Task requirements: Transcribe every line of each of the following records verbatim.

-- start Data excerpts --

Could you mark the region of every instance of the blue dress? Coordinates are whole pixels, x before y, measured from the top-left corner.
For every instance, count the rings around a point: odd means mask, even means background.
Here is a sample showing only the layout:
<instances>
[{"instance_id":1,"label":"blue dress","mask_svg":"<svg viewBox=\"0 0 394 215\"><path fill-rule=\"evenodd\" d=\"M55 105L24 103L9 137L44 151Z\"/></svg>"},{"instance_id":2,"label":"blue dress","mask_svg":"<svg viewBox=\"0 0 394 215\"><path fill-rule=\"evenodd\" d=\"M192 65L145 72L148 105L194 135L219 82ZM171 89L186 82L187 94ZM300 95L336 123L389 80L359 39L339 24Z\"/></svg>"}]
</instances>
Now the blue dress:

-- end Data excerpts --

Finished task:
Could you mark the region of every instance of the blue dress? Coordinates are whole pixels, x before y, measured from the top-left corner.
For every instance, count the rings around a point: odd means mask, even means background.
Here is a sample showing only the layout:
<instances>
[{"instance_id":1,"label":"blue dress","mask_svg":"<svg viewBox=\"0 0 394 215\"><path fill-rule=\"evenodd\" d=\"M55 105L24 103L9 137L44 151Z\"/></svg>"},{"instance_id":2,"label":"blue dress","mask_svg":"<svg viewBox=\"0 0 394 215\"><path fill-rule=\"evenodd\" d=\"M192 65L145 72L148 105L194 135L219 82ZM171 89L186 82L187 94ZM300 95L336 123L389 80L359 39L339 24Z\"/></svg>"}]
</instances>
Now the blue dress:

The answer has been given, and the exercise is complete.